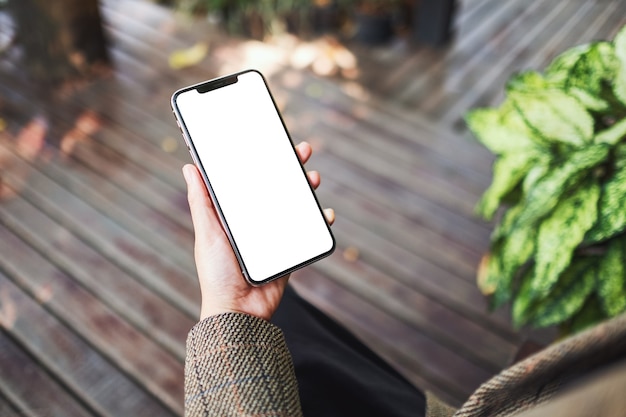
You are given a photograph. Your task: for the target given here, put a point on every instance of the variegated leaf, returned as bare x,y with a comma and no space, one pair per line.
560,233
612,209
568,296
554,116
612,278
508,171
546,192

--- --- ---

■ Stated goal
Convert the rows above into a two-column CSV with the columns instruction and coordinates. Make one line per row, with that row's text and its answer each in a single quoted field, replace line breaks with spaces, and omit the pictures.

■ Exercise answer
instruction,coordinates
"You are given a photograph. Your task: for the target given here, put a point on every instance of the variegated leaf, returned as bare x,y with a comma and no space, one pair per line.","560,233 612,209 568,296 554,116 612,278 508,171 546,192"